=== Trecho da página ===

Agora, depois de uma leva de incursões em tramas ficcionais nas raias do humor e da dor, como “O homem que copiava” (2003), ele se volta para feridas morais de sua geração revendo o derradeiro texto do dramaturgo Oduvaldo Vianna Filho, o Vianinha (1936-1979). Sua peça foi batizada em referência a uma canção de Anacleto de Medeiros e Catulo da Paixão Cearense. Nela, Vianinha traduziu as desilusões políticas do Brasil dos anos 1970. Filmada no fim do ano passado, a transposição do espetáculo para o cinema do traz Marco Ricca (astro do cult “Aos teus olhos”) no papel de Manguari Pistolão, um ex-militante que se vê defasado em suas crenças éticas e afetivas ao questionar as escolhas de seu filho (Chay Suede). Drica Moraes, Luisa Arraes e George Sauma integram o elenco do longa. Nesta entrevista, Furtado fala da força estética de Vianinha.

O que você buscou de paralelo com o Brasil de hoje ao revisitar o texto do Vianinha?

JORGE FURTADO - “Rasga Coração” é a história de Manguari Pistolão, um velho combatente da política e das causas democráticas, que tenta entender seu filho Luca, um jovem desiludido com a política tradicional. Manguari é um homem de esquerda, desencantado com os rumos do país. Luca acha que a política tradicional não é capaz de transformar o mundo, quer enfrentar questões de gênero e invadir a escola. Vianinha terminou de escrever a peça pouco antes de falecer, em 1974, mas, em muitos sentidos, ela parece ter sido escrita ontem. Vianinha, que foi um dos primeiros dramaturgos a enfrentar o obscurantismo do golpe de 1964, no espetáculo “Opinião”, escrito em parceria com Armando Costa e Paulo Pontes, também foi o primeiro, com “Rasga coração”, a alertar para o esgotamento do discurso da esquerda, mal a ditadura terminava. “Rasga coração” é o retrato de um país partido. Parece familiar?

=== Material fornecido ===

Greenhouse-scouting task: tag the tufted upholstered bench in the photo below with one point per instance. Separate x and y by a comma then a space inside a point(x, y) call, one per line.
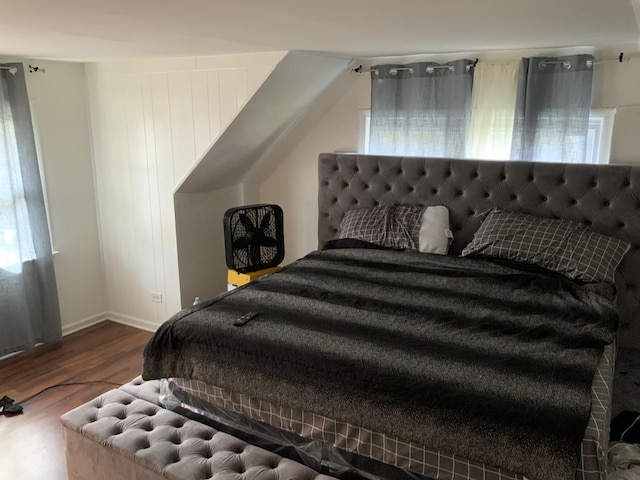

===

_Enunciado_.
Copie na íntegra o trecho da página sobre a adaptação de “Rasga coração”, sem alterar palavras nem pontuação.

_Resposta_.
Agora, depois de uma leva de incursões em tramas ficcionais nas raias do humor e da dor, como “O homem que copiava” (2003), ele se volta para feridas morais de sua geração revendo o derradeiro texto do dramaturgo Oduvaldo Vianna Filho, o Vianinha (1936-1979). Sua peça foi batizada em referência a uma canção de Anacleto de Medeiros e Catulo da Paixão Cearense. Nela, Vianinha traduziu as desilusões políticas do Brasil dos anos 1970. Filmada no fim do ano passado, a transposição do espetáculo para o cinema do traz Marco Ricca (astro do cult “Aos teus olhos”) no papel de Manguari Pistolão, um ex-militante que se vê defasado em suas crenças éticas e afetivas ao questionar as escolhas de seu filho (Chay Suede). Drica Moraes, Luisa Arraes e George Sauma integram o elenco do longa. Nesta entrevista, Furtado fala da força estética de Vianinha.

O que você buscou de paralelo com o Brasil de hoje ao revisitar o texto do Vianinha?

JORGE FURTADO - “Rasga Coração” é a história de Manguari Pistolão, um velho combatente da política e das causas democráticas, que tenta entender seu filho Luca, um jovem desiludido com a política tradicional. Manguari é um homem de esquerda, desencantado com os rumos do país. Luca acha que a política tradicional não é capaz de transformar o mundo, quer enfrentar questões de gênero e invadir a escola. Vianinha terminou de escrever a peça pouco antes de falecer, em 1974, mas, em muitos sentidos, ela parece ter sido escrita ontem. Vianinha, que foi um dos primeiros dramaturgos a enfrentar o obscurantismo do golpe de 1964, no espetáculo “Opinião”, escrito em parceria com Armando Costa e Paulo Pontes, também foi o primeiro, com “Rasga coração”, a alertar para o esgotamento do discurso da esquerda, mal a ditadura terminava. “Rasga coração” é o retrato de um país partido. Parece familiar?